Brief 1:
Reproduce the text on dropping v2 format support word for word, in full.

Text shown:
- - - - -

We support only the current on-disk format and drop all back-compat code. This is verified to be pure deletion with zero behavioral change: every v2 symbol (dist_manifest_*, the non-3 dist_kpkg_*, dist_kpkg2_*, and the DistManifest / DistArtifact / DistDependency / DistKpkgHeader / DistKpkgDescriptor / DistKpkgIndexRecord structs) is referenced only in its own definition files — never by pkg.c, cas.c, or any test. The driver already emits and reads v3 exclusively.

Dropping it pays off twice:

  1. Deletes the dead v2 structs / functions / constants from manifest.c and kpkg.c.
  2. Lets the survivors shed the 3 suffix as they go public: DistPackageManifestKitPackageManifest, DistKpkg3HeaderKitPackageHeader, internal dist_kpkg3_*dist_kpkg_*. The versioned naming only existed to coexist with v2.

Precision: drop the v2 parse paths and C identifiers, but keep the on-disk wire magic at kpkg3\0 / kit-package 3 / kit-encoding 3. "Latest version" means v3 on disk; renumbering the wire format would itself break anything already produced. We stop accepting v2 input; we do not renumber.

- - - - -

Point labeling examples:

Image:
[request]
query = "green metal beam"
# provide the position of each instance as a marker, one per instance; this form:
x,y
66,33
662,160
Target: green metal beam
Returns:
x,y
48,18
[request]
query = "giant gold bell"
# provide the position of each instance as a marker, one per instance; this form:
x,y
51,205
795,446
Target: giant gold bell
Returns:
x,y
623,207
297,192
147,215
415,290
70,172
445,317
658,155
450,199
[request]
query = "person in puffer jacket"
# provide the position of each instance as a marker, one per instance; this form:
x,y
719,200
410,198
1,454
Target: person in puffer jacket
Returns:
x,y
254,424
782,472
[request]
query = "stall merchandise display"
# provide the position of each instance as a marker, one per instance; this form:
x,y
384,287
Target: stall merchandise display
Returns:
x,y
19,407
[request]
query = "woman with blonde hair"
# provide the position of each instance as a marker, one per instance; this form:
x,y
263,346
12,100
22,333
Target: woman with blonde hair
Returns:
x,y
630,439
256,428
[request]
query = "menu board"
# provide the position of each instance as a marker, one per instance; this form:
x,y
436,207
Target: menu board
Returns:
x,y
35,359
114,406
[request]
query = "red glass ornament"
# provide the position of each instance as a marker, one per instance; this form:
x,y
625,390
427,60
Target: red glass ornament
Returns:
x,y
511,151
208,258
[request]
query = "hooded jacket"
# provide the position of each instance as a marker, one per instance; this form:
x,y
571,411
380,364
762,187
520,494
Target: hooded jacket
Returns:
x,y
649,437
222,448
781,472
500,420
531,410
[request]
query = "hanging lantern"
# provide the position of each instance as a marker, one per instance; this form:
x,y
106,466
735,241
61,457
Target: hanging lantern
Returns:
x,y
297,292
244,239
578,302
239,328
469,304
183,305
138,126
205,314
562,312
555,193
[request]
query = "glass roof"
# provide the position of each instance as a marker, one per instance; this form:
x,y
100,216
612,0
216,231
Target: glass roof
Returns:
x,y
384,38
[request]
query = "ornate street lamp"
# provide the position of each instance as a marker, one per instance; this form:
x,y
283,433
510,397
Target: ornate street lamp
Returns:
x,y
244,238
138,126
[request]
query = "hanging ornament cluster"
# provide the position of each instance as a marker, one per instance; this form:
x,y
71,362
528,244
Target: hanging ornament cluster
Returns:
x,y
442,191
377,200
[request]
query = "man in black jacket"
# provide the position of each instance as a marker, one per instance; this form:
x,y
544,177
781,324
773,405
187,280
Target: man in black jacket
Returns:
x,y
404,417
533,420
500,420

- - - - -

Brief 2:
Count the lines in the entries above that contain the string "gold", and reply with the number alone.

Correct response 1:
We support only the current on-disk format and drop all back-compat code. This is verified to be pure deletion with zero behavioral change: every v2 symbol (dist_manifest_*, the non-3 dist_kpkg_*, dist_kpkg2_*, and the DistManifest / DistArtifact / DistDependency / DistKpkgHeader / DistKpkgDescriptor / DistKpkgIndexRecord structs) is referenced only in its own definition files — never by pkg.c, cas.c, or any test. The driver already emits and reads v3 exclusively.

Dropping it pays off twice:

  1. Deletes the dead v2 structs / functions / constants from manifest.c and kpkg.c.
  2. Lets the survivors shed the 3 suffix as they go public: DistPackageManifestKitPackageManifest, DistKpkg3HeaderKitPackageHeader, internal dist_kpkg3_*dist_kpkg_*. The versioned naming only existed to coexist with v2.

Precision: drop the v2 parse paths and C identifiers, but keep the on-disk wire magic at kpkg3\0 / kit-package 3 / kit-encoding 3. "Latest version" means v3 on disk; renumbering the wire format would itself break anything already produced. We stop accepting v2 input; we do not renumber.

Correct response 2:
2